***** Material supplied *****

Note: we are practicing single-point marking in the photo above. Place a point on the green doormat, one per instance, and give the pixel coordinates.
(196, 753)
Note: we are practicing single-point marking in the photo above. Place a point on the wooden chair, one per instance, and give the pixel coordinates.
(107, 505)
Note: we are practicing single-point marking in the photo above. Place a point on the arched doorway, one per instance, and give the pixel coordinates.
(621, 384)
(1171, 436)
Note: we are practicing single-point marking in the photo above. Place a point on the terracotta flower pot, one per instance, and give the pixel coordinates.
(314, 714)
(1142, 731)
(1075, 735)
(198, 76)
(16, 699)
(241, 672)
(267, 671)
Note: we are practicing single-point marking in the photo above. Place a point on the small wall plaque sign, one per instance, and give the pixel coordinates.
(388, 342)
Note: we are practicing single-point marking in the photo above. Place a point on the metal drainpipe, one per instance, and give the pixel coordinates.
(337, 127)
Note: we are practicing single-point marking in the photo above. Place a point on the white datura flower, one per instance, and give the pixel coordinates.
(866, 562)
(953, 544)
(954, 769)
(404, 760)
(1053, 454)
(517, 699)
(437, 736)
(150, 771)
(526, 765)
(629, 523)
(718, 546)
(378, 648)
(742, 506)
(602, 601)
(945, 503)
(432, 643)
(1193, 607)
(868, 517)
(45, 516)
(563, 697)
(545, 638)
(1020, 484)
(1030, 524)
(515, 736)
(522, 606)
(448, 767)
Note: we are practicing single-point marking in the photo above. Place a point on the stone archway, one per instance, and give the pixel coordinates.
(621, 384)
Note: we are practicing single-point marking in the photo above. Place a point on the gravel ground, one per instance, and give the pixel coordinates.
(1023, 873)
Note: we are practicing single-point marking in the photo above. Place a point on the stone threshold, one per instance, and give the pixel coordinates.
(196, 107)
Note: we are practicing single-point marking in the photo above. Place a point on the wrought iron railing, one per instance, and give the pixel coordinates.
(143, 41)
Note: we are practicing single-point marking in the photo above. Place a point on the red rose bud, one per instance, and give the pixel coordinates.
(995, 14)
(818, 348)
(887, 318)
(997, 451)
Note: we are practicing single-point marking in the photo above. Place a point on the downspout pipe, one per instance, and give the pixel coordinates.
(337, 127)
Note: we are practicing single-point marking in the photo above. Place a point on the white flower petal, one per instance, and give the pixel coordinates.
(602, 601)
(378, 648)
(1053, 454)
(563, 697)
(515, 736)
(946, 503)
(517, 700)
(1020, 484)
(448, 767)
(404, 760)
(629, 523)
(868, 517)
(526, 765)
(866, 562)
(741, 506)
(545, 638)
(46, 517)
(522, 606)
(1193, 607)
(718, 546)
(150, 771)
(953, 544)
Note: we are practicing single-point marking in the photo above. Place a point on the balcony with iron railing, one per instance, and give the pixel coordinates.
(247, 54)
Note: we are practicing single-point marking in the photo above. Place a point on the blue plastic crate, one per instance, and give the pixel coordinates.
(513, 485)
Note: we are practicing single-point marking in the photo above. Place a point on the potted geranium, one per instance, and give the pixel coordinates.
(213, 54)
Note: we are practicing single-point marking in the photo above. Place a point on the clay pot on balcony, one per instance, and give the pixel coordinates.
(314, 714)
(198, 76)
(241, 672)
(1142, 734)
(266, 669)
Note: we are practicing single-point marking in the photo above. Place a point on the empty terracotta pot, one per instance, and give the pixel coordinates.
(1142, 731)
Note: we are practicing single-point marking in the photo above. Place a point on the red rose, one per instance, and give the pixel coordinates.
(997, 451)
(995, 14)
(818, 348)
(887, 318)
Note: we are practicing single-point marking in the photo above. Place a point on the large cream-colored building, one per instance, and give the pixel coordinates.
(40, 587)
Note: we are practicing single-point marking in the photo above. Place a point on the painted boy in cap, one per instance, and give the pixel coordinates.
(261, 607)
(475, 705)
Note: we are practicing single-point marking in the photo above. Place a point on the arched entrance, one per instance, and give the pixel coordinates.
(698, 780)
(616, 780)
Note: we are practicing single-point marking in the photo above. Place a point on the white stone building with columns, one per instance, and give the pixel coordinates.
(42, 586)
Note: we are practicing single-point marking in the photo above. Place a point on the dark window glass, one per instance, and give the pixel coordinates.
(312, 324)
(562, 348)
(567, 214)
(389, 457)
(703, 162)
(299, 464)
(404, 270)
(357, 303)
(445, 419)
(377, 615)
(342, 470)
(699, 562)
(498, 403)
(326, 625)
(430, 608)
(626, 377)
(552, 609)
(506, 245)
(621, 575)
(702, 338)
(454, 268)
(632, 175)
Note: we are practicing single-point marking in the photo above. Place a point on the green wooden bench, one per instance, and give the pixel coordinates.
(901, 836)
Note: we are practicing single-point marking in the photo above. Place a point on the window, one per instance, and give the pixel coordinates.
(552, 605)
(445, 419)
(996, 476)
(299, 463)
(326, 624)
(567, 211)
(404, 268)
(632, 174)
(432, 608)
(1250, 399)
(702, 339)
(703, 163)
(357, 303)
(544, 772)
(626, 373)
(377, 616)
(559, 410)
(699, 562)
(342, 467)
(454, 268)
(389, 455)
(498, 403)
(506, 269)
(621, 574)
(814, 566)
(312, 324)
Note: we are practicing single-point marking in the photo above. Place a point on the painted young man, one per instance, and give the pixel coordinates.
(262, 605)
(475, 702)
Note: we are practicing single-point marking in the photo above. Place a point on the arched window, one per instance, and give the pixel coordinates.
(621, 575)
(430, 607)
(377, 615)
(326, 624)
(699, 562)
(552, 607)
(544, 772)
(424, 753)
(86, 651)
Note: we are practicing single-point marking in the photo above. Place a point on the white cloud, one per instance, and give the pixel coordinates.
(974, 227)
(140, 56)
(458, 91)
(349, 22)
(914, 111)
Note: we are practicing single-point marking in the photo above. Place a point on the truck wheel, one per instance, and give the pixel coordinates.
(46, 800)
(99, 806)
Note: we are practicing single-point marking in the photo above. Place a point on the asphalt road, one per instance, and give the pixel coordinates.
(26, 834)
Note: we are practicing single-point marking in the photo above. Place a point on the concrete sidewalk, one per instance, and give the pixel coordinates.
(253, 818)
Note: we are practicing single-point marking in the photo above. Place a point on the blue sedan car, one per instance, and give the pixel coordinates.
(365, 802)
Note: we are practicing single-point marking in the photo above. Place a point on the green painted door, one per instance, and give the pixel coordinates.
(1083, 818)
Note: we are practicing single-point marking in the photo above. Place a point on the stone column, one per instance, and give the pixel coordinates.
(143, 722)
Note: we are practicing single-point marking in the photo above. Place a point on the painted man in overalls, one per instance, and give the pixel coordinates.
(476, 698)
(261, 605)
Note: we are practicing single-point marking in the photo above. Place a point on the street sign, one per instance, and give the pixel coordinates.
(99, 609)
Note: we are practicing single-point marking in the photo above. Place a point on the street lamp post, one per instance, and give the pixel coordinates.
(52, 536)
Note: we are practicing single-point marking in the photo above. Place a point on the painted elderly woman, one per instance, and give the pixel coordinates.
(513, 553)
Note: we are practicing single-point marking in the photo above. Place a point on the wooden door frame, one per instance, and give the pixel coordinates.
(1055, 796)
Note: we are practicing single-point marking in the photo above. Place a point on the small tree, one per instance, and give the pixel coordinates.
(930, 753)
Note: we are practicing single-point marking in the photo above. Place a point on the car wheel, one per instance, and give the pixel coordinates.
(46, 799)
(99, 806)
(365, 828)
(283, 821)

*****

## Task description
Print out all of the records above, word for word.

## The answer
Note: we are practicing single-point marking in the photo above. Place a point on the green doormat, one per instance, and give the pixel coordinates.
(196, 753)
Note: we are practicing single-point marking in the photo above. Place a point on the wooden chair, one per instance, and give the pixel coordinates.
(107, 505)
Note: we are practicing single-point marking in the photo above. Place a point on the arched doorway, one per instance, and give the pixel coordinates.
(621, 384)
(1171, 436)
Note: we are practicing single-point marking in the photo above. Place a point on the terracotta flower pot, one per instance, and give the pixel coordinates.
(314, 714)
(1142, 731)
(1075, 735)
(198, 76)
(16, 699)
(241, 672)
(267, 671)
Note: we are practicing single-point marking in the photo above. Place a point on the small wall plaque sign, one per instance, and give the pixel coordinates.
(388, 342)
Note: we are practicing single-point marking in the photo above. Place a point on the metal drainpipe, one per instance, and give the pixel coordinates.
(337, 127)
Note: we are practicing single-point marking in the photo above. Place a point on the white datura flower, one per instance, and give the pixel coordinates.
(866, 562)
(953, 544)
(954, 769)
(404, 760)
(1053, 454)
(517, 699)
(437, 736)
(150, 771)
(526, 765)
(629, 523)
(718, 546)
(378, 648)
(742, 506)
(602, 601)
(945, 503)
(432, 643)
(1193, 607)
(868, 517)
(45, 516)
(563, 697)
(545, 638)
(1020, 484)
(1030, 524)
(515, 736)
(522, 606)
(448, 767)
Note: we are practicing single-point marking in the photo above. Place a point on the stone archway, one per instance, and give the pixel coordinates.
(621, 384)
Note: we are practicing single-point marking in the photo above. Place a point on the gravel ground, one per instance, and give the pixel coordinates.
(1023, 873)
Note: we are practicing single-point marking in the photo above. Place a point on the stone threshold, one per instance, and give the pixel coordinates.
(196, 107)
Note: we are practicing single-point marking in the photo above. Place a point on the wrought iron railing, one per instance, and give the pixel coordinates.
(143, 41)
Note: we are practicing single-point marking in the photo above. Place a point on the red rose bud, one per instance, and give the pixel coordinates.
(995, 14)
(818, 348)
(887, 318)
(997, 451)
Note: we are practicing single-point marking in the photo above. Place a point on the downspout pipe, one per instance, and give the pixel coordinates.
(337, 127)
Note: we are practicing single-point marking in the photo above. Place a point on the white flower petal, one per instance, and give the pixel coordinates.
(602, 601)
(378, 648)
(1053, 454)
(563, 697)
(515, 736)
(946, 503)
(517, 700)
(1020, 484)
(448, 767)
(404, 760)
(629, 523)
(868, 517)
(526, 765)
(866, 562)
(741, 506)
(545, 638)
(46, 517)
(522, 606)
(1193, 607)
(718, 546)
(150, 771)
(953, 544)
Note: we are practicing single-point marking in the photo above. Place a point on the balcony with iron railing, one per instance, and give the pixel coordinates.
(247, 54)
Note: we are practicing single-point marking in the photo above. Place a point on the blue plastic crate, one per instance, and give the pixel coordinates.
(513, 485)
Note: we are practicing single-point marking in the photo above. Place a point on the potted geranium, one per instance, and give the pixel coordinates.
(213, 54)
Note: we are practicing single-point marking in the photo above. Place a point on the clay pot on balcony, one per instance, and give the pixel coordinates.
(314, 714)
(198, 76)
(241, 672)
(1142, 734)
(266, 669)
Note: we are practicing single-point marking in the photo above. Place a point on the empty terracotta pot, one per instance, and give the pixel coordinates.
(1142, 731)
Note: we are practicing single-point marking in the photo above. Place a point on the red rose, one per instance, and give the pixel coordinates.
(997, 451)
(995, 14)
(818, 348)
(887, 318)
Note: we are practicing single-point marking in the photo above. Place a point on the large cream-colored building, one per instance, and give the pixel coordinates.
(40, 587)
Note: we are practicing single-point marking in the photo above. Place a point on the painted boy in cap, one per instance, and give the pixel coordinates.
(261, 607)
(475, 705)
Note: we are practicing single-point marking in the photo above. Place a point on the arched entrance, one per instance, and give the pixel coordinates.
(698, 780)
(616, 780)
Note: we are practicing single-point marking in the photo above. Place a point on the white stone building with columns, one per instance, and give the pixel coordinates.
(42, 586)
Note: we are practicing single-point marking in the photo above. Place a point on the dark window glass, one per instance, and give the pixel coordinates.
(312, 324)
(562, 348)
(567, 214)
(389, 457)
(703, 162)
(299, 464)
(404, 270)
(357, 303)
(445, 419)
(377, 615)
(342, 470)
(699, 562)
(498, 403)
(326, 625)
(430, 608)
(626, 377)
(552, 609)
(506, 245)
(621, 575)
(702, 338)
(454, 268)
(632, 175)
Note: we are practicing single-point marking in the photo above. Place a point on the green wooden bench, one per instance, and give the pixel coordinates.
(901, 836)
Note: we are practicing single-point marking in the photo above. Place a point on the window, one per instance, and give the pixel coordinates.
(552, 605)
(445, 419)
(996, 476)
(299, 463)
(326, 624)
(567, 211)
(404, 268)
(632, 174)
(432, 608)
(1250, 399)
(702, 339)
(703, 163)
(357, 303)
(544, 772)
(626, 373)
(377, 616)
(559, 410)
(699, 562)
(342, 467)
(454, 268)
(389, 455)
(498, 403)
(506, 269)
(621, 574)
(814, 566)
(312, 324)
Note: we are practicing single-point marking in the photo above. Place a point on the painted young man, one per instance, and give the pixel coordinates.
(262, 605)
(475, 702)
Note: we are practicing single-point marking in the photo above. Place a point on the arched window, one per instance, and give the pixel coordinates.
(621, 575)
(430, 607)
(377, 615)
(326, 624)
(699, 562)
(552, 607)
(544, 772)
(424, 753)
(86, 651)
Note: we are practicing single-point marking in the photo above. Place a point on the white cloud, one per instance, and give the pixel coordinates.
(974, 227)
(140, 56)
(458, 91)
(349, 22)
(914, 111)
Note: we are practicing single-point marking in the photo above. Place a point on the truck wheel, one per instance, and give the pixel coordinates.
(46, 800)
(99, 806)
Note: we are practicing single-point marking in the photo above. Place a point on the asphalt road, one per instance, and give the pixel coordinates.
(26, 834)
Note: we are practicing single-point marking in the photo above. Place a point on the concrete sidewalk, one per instance, and give the pixel coordinates.
(253, 818)
Note: we are practicing single-point marking in the photo above. Place a point on the blue sedan car, one per instance, and give the pixel coordinates.
(365, 802)
Note: we are practicing single-point marking in the photo above. Place a point on the green painted door, one per instance, and give the pixel coordinates.
(1083, 818)
Note: we are practicing single-point marking in the photo above. Place a point on the stone column, one per instance, and give the pixel coordinates.
(143, 722)
Note: we are practicing single-point marking in the photo above. Place a point on the painted man in overalls, one per instance, and give the pixel coordinates.
(476, 698)
(261, 605)
Note: we are practicing single-point marking in the photo above. Place a point on the street sign, one per instance, and give the pixel coordinates.
(99, 609)
Note: we are practicing single-point marking in the photo above. Place a point on the street lamp post, one per instance, and give the pixel coordinates.
(52, 536)
Note: we are practicing single-point marking in the photo above. Place a point on the painted elderly woman, one per instance, and give the pixel coordinates.
(513, 553)
Note: we are practicing single-point marking in the photo above. Place a point on the wooden door frame, one per instance, and give the pixel coordinates.
(1055, 796)
Note: we are practicing single-point marking in the photo above. Place a point on the small tree, one per instance, and give the pixel coordinates.
(930, 753)
Note: we are practicing single-point marking in the photo above. Place a point on the car wheel, one per instance, and give the pixel coordinates.
(46, 799)
(99, 806)
(365, 828)
(283, 821)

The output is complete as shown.